- [抜粋文]:
花粉皮膚炎(花粉による顔の肌あれ)について
2024年03月12日
★静岡市駿河区「いのうえ皮ふ科」の 花粉皮膚炎 のページです★
今回は、花粉症による肌荒れについての話題です。
花粉症というと、鼻と目の症状というイメージが強いですが、実は皮膚にも症状が出ることはご存知でしょうか。特に鼻炎がなくても皮膚炎だけ起こすことも多いので要注意です。
スギが原因の場合はスギ花粉皮膚炎とでもいいますでしょうか。正式な病名はないと思いますが、一つの病気と考えても良いくらい頻度が多いです。目の周囲を中心にかゆみを伴って赤い発疹が出るのが特徴です。ひどくなると目の周囲以外にも拡大し頬や首にも症状がでることがあります。
アレルギー性結膜炎を合併する方も多いです。当院では抗アレルギーの点眼薬を処方しています(重症の方は眼科受診を指導します)。
タイミングですが、風が強い晴れた日の後で、なぜか雨が降ったりしたときなどに症状が出やすいらしいです。
さて、これらの症状を起こすのはほとんどが若い女性というデータがあります。その一因として、化粧、シャンプーなど過度の皮膚の洗浄が乾燥肌となり、皮膚バリア機能が低下してアレルゲンの接触による皮膚炎を起こしやすくなるからといわれています。
花粉症の女性にアンケート調査を行った結果、花粉症の時期に肌荒れで悩んでいる方が約9割の人がこの症状をもっているという報告もありますので、結構多いと思います。
実はこの湿疹、鑑別すべき重要な病気があります。その一つがヘルペス(単純ヘルペスウイルス感染症)です。ヘルペスというと口唇のイメージが強いですが、目の周りにできることがありますので注意しないといけません。診断・治療も含めて皮膚科専門医に早めの受診をおすすめします。
対策は?
対策をまとめました。
・マスク、マフラー、メガネなどでスギ花粉が直接皮膚に接触しないようにすること
・外出後はシャワーなどでよく顔・頚部・頭を洗いスギ花粉を除去すること
・洗浄後は乾燥するのでしっかり保湿剤でスキンケアをすること
治療は?
治療はステロイド外用や抗ヒスタミン薬内服でしっかりおさえます。
花粉以外の原因
同様な症状が出た場合で、花粉以外が原因となることもあるのでしょうか。重要度の高い例をあげてみました。
・ペット関連のアレルギー
ペットを飼っている方で目の周囲に湿疹を繰り返す場合は要注意です。この場合は、ペットのアレルギーはもちろんですが、ペットに付着するダニのアレルギーを合併している可能性もあります。特に室内で飼育している場合はさらに危険が高くなります。

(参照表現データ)
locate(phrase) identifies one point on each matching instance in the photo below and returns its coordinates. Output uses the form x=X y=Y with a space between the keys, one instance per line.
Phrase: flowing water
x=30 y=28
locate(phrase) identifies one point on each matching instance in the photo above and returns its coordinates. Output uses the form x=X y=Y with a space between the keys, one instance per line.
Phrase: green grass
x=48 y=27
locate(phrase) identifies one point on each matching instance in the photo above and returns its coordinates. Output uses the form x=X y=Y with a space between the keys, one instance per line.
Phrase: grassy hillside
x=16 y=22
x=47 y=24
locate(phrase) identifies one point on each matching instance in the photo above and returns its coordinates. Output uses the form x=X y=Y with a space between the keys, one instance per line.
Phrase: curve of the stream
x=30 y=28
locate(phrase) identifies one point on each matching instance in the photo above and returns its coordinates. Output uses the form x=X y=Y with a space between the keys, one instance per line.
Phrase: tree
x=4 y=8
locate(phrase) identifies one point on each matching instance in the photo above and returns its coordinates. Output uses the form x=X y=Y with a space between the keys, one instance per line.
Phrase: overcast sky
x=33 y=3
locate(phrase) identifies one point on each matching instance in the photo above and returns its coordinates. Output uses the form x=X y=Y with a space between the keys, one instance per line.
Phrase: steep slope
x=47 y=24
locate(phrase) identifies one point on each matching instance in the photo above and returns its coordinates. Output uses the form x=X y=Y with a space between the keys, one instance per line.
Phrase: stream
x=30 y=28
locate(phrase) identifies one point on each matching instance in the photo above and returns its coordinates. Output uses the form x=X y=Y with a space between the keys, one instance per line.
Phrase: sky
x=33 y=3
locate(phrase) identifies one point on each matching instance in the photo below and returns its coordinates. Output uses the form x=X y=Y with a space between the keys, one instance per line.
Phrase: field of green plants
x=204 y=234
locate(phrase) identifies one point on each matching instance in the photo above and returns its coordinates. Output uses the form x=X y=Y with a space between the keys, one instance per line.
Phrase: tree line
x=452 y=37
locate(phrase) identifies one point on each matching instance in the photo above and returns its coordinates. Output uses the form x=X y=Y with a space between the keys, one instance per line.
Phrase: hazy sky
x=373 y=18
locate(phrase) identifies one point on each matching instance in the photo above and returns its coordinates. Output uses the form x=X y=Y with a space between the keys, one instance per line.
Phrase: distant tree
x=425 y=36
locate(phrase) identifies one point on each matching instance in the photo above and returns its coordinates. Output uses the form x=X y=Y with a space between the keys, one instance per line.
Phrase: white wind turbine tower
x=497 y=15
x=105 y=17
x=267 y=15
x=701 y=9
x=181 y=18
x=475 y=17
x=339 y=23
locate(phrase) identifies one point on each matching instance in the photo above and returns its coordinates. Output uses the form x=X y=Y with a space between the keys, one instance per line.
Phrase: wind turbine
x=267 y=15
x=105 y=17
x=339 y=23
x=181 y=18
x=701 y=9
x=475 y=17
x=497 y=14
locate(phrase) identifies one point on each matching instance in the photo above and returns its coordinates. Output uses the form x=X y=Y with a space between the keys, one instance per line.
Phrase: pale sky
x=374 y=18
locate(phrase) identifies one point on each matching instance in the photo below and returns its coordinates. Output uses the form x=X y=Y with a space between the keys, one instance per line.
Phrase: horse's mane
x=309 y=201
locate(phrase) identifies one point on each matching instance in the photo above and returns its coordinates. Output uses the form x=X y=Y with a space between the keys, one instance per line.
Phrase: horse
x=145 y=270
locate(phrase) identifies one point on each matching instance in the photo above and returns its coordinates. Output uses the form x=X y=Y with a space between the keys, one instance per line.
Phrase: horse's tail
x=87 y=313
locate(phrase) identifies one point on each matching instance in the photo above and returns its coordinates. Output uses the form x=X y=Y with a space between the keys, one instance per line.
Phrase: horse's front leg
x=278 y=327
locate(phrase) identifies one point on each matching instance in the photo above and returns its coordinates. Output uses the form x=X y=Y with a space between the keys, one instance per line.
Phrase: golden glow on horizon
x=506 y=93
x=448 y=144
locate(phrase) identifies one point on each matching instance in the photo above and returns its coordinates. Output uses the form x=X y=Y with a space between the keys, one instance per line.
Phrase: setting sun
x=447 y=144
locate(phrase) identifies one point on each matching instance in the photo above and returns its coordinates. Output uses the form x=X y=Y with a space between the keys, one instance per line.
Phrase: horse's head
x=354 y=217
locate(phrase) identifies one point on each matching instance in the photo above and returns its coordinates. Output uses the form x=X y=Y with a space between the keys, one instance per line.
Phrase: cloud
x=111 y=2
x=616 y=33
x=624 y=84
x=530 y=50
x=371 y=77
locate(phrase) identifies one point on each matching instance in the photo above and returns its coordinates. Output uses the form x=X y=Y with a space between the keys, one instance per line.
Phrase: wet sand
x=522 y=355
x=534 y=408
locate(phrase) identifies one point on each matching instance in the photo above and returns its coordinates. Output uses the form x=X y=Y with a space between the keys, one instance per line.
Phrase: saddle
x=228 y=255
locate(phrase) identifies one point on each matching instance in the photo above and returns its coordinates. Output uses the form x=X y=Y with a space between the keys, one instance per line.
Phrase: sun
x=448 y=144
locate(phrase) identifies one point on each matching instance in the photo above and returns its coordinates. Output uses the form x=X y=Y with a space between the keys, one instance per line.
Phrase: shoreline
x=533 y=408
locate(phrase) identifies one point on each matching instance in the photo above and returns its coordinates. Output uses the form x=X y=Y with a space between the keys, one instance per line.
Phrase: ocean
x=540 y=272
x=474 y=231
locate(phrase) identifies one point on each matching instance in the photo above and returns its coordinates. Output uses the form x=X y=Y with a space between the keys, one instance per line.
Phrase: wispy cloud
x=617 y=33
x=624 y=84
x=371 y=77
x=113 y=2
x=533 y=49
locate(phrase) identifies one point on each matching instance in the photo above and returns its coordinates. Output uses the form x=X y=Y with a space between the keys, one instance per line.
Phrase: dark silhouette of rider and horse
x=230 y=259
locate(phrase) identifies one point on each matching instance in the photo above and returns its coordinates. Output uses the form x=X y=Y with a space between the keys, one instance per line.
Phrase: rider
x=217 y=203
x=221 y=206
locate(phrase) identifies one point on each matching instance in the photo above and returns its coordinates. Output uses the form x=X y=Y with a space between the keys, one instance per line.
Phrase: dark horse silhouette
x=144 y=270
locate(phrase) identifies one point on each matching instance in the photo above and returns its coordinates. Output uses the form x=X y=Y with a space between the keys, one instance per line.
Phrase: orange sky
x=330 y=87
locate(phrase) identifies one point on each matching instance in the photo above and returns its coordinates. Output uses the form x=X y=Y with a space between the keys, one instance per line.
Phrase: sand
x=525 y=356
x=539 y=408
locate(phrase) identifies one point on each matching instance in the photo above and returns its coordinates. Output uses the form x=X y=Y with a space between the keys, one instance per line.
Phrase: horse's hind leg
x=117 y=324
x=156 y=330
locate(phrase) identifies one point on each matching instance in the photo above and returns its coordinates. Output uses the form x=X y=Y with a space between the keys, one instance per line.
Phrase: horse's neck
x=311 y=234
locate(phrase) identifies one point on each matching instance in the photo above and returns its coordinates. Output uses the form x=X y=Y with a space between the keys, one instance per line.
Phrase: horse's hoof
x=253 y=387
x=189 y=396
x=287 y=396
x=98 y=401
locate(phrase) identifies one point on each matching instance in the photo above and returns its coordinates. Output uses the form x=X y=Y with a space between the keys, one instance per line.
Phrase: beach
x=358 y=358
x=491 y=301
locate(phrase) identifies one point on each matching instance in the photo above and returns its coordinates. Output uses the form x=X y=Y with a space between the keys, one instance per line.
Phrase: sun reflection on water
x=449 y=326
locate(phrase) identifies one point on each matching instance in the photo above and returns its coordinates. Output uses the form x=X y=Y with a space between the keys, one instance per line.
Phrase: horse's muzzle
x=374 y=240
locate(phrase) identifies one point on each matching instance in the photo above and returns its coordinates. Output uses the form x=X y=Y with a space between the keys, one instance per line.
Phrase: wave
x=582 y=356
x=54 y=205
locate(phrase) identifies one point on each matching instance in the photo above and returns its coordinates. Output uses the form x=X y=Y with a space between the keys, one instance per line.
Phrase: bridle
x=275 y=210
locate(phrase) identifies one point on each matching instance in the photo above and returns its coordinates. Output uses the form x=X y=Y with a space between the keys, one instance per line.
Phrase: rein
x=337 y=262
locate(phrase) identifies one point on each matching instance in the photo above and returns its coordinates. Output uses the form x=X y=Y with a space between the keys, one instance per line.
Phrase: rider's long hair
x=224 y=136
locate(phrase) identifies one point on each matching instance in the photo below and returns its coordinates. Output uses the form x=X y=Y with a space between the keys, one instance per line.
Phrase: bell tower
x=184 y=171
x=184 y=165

- [課題の説明]: 花粉皮膚炎についての文章から、「実はこの湿疹、鑑別すべき重要」で始まり「はさらに危険が高くなります。」で終わる部分をそのまま引用してください。 この資料は、文章とは別の独立したものです。

- [解答]:
実はこの湿疹、鑑別すべき重要な病気があります。その一つがヘルペス(単純ヘルペスウイルス感染症)です。ヘルペスというと口唇のイメージが強いですが、目の周りにできることがありますので注意しないといけません。診断・治療も含めて皮膚科専門医に早めの受診をおすすめします。
対策は?
対策をまとめました。
・マスク、マフラー、メガネなどでスギ花粉が直接皮膚に接触しないようにすること
・外出後はシャワーなどでよく顔・頚部・頭を洗いスギ花粉を除去すること
・洗浄後は乾燥するのでしっかり保湿剤でスキンケアをすること
治療は?
治療はステロイド外用や抗ヒスタミン薬内服でしっかりおさえます。
花粉以外の原因
同様な症状が出た場合で、花粉以外が原因となることもあるのでしょうか。重要度の高い例をあげてみました。
・ペット関連のアレルギー
ペットを飼っている方で目の周囲に湿疹を繰り返す場合は要注意です。この場合は、ペットのアレルギーはもちろんですが、ペットに付着するダニのアレルギーを合併している可能性もあります。特に室内で飼育している場合はさらに危険が高くなります。